>>>>

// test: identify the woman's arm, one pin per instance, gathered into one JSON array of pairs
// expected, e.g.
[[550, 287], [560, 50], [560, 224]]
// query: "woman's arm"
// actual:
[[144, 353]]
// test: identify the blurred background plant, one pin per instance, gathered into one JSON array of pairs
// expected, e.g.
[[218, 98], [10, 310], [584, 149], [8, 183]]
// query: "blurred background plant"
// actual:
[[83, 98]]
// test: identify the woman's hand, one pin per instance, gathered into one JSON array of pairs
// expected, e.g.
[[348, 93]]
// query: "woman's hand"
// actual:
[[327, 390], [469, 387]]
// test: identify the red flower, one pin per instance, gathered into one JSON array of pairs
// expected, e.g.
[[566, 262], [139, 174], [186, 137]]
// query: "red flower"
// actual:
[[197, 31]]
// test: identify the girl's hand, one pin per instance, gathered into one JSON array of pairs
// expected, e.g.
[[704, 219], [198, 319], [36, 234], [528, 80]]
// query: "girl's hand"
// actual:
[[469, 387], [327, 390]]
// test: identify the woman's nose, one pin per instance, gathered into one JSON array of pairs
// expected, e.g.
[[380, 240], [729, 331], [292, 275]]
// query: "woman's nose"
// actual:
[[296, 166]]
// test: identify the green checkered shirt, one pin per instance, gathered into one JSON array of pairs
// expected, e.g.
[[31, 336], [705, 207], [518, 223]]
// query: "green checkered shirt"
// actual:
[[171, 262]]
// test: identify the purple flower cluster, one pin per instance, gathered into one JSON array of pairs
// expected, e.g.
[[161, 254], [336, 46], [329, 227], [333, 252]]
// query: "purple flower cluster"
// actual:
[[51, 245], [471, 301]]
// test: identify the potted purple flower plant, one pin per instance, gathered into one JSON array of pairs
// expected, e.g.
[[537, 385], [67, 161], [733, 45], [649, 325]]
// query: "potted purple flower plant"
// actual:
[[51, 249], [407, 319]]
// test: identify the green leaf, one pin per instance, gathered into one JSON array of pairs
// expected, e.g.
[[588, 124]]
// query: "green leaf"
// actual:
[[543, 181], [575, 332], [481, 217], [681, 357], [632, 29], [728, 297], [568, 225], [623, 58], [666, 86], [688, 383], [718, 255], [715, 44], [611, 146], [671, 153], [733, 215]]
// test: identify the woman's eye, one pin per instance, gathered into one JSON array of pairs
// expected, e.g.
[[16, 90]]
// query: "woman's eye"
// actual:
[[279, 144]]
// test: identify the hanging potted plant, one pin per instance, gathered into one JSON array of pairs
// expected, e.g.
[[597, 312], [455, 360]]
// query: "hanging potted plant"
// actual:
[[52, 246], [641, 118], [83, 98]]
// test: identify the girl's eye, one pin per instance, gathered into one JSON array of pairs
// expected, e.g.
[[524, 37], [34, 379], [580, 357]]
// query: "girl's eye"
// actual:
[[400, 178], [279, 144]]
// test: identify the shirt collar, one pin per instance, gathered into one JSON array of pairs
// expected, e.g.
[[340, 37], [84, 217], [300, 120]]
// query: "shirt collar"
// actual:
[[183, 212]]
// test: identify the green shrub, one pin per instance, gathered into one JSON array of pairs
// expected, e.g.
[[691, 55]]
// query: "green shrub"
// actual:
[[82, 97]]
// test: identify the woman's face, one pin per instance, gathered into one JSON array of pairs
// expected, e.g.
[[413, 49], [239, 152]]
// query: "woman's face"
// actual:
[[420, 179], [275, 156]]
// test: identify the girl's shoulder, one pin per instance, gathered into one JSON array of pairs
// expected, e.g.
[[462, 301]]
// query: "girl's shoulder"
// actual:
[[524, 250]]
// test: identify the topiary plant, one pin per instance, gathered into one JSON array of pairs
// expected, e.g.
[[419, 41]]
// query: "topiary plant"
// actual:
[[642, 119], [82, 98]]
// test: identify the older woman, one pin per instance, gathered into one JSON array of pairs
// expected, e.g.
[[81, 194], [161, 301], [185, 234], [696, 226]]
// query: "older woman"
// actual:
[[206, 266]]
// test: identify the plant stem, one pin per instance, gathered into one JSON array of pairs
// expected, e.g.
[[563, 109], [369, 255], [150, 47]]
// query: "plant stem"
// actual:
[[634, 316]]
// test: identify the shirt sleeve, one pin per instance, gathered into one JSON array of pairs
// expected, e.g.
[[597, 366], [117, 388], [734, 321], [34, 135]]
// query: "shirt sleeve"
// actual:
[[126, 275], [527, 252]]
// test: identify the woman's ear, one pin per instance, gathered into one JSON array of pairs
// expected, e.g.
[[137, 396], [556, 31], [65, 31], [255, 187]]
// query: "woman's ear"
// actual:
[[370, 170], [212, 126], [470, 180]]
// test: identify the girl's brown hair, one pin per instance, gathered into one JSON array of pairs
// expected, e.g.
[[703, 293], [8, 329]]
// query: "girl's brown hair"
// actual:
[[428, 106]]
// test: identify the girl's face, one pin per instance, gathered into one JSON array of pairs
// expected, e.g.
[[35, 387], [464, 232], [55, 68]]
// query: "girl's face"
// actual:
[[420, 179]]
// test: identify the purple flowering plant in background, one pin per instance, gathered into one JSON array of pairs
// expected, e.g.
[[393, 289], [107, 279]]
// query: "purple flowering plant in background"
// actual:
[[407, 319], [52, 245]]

<<<<

Write out all the records again, replacing every "one pin per instance" with "one point per instance" and changing nothing else.

▶ _Output of the task_
// test: identify the woman's arm, one point per instance, gathered into one JSON array of pairs
// expected, e.g.
[[550, 287], [560, 50], [560, 224]]
// query: "woman's arm"
// actual:
[[144, 353]]
// test: identify the blurred background plant, one point per instance, gathered into one JSON array of pairs
// expected, e.g.
[[218, 98], [10, 310], [584, 149], [8, 183]]
// query: "blurred background plant"
// actual:
[[83, 98]]
// test: identify the woman's hand, one point per instance, gathered into one JSON array of pairs
// expected, e.g.
[[348, 93]]
// query: "woman's hand"
// actual:
[[327, 390], [469, 387]]
// test: identify the red flower, one point per instance, gathered into one JSON array of pairs
// expected, e.g.
[[566, 262], [139, 174], [186, 137]]
// query: "red flower"
// actual:
[[197, 31]]
// test: identify the girl's hand, one point per instance, gathered into one JSON array of pairs
// expected, e.g.
[[704, 219], [198, 319], [36, 234], [528, 80]]
// query: "girl's hand"
// actual:
[[469, 387], [327, 390]]
// test: identify the woman's nose, one point per instance, gathered into one JSON array of pairs
// expected, e.g.
[[380, 240], [729, 331], [292, 275]]
// query: "woman's nose"
// actual:
[[296, 166]]
// test: identify the green checkered shirt, one point per instance, gathered into one JSON array of pairs
// expected, e.g.
[[31, 336], [705, 207], [518, 223]]
// query: "green checkered shirt"
// actual:
[[171, 262]]
// test: identify the purple flower cluster, one point per instance, gathered into one JSON array of pairs
// expected, e.g.
[[161, 254], [336, 46], [329, 227], [333, 252]]
// query: "purple flower cluster"
// actual:
[[51, 245], [471, 301]]
// test: identify the potted purple flower plant, one point per instance, gathered into one JSON array of pairs
// expected, e.g.
[[537, 385], [67, 161], [733, 45], [649, 325]]
// query: "potted purple flower plant"
// actual:
[[51, 249], [407, 319]]
// test: identify the green leaf, one point per instance, gathered into one JSON array of pairs
// expected, e.g.
[[588, 124]]
// query: "green leaf"
// actual:
[[543, 181], [575, 332], [481, 217], [681, 357], [632, 29], [728, 297], [568, 225], [623, 58], [666, 86], [688, 383], [718, 255], [715, 44], [611, 146], [671, 153], [733, 215]]
// test: identify the woman's eye, one point per instance, gathered into one JSON array of pairs
// expected, e.g.
[[16, 90]]
// query: "woman's eye"
// actual:
[[279, 144]]
// test: identify the hanging potted plant, one point per instance, gathered into one JSON array of pairs
// expected, e.g.
[[597, 312], [455, 360]]
// query: "hanging potted plant"
// actual:
[[52, 246], [641, 118], [83, 98]]
// test: identify the girl's eye, one point per instance, gathered into one JSON array of pairs
// expected, e.g.
[[524, 37], [34, 379], [580, 357]]
// query: "girl's eye"
// actual:
[[400, 178], [279, 144]]
// test: identify the shirt collar, one point per instance, gathered into one JSON array of pairs
// expected, e.g.
[[340, 37], [84, 217], [300, 120]]
// query: "shirt collar"
// actual:
[[183, 212]]
// test: identify the green shrub, one point per instance, gathered into one JSON array of pairs
// expected, e.g.
[[691, 55]]
// query: "green shrub"
// actual:
[[82, 97]]
// test: identify the woman's face, one point per instance, gathered into one JSON array of pairs
// expected, e.g.
[[413, 49], [239, 152]]
// query: "woman's face"
// actual:
[[420, 179], [275, 156]]
// test: identify the girl's shoulder, one point per instance, gathered into one JSON array of pairs
// expected, e.g.
[[462, 301]]
// query: "girl's shoulder"
// actual:
[[524, 250]]
// test: identify the topiary plant, one point per instance, gathered into one JSON array of pairs
// expected, e.g.
[[419, 41]]
// query: "topiary plant"
// actual:
[[642, 119], [82, 98]]
// test: identify the older woman, one point per instance, gathered into one JSON array of pairs
// expected, e.g.
[[81, 194], [161, 301], [185, 234], [696, 226]]
// query: "older woman"
// actual:
[[206, 266]]
// test: identify the plant stem, one point per instance, gathered into one JSON array of pairs
// expected, e.g.
[[563, 109], [369, 255], [150, 47]]
// query: "plant stem"
// actual:
[[634, 316]]
// test: identify the shirt sleeve, one point per instance, gathered into one JSON array of pairs
// expected, e.g.
[[597, 366], [117, 388], [734, 321], [34, 135]]
// query: "shirt sleeve"
// actual:
[[126, 275], [527, 252]]
// test: identify the woman's ear, one point per instance, gathered into one JSON array of pairs
// expected, e.g.
[[137, 396], [556, 31], [65, 31], [255, 187]]
// query: "woman's ear"
// actual:
[[370, 170], [212, 126], [470, 180]]
// test: identify the girl's brown hair, one point per instance, gathered into one JSON array of pairs
// expected, e.g.
[[703, 293], [8, 329]]
// query: "girl's brown hair"
// actual:
[[428, 106]]
// test: identify the girl's face, one point per instance, gathered into one JSON array of pairs
// expected, e.g.
[[35, 387], [464, 232], [55, 68]]
// query: "girl's face"
// actual:
[[420, 179]]
// test: identify the purple flowering plant in background, one point per instance, gathered into one JSON array of pairs
// expected, e.g.
[[393, 289], [107, 279]]
// query: "purple flowering plant in background"
// actual:
[[407, 319], [52, 245]]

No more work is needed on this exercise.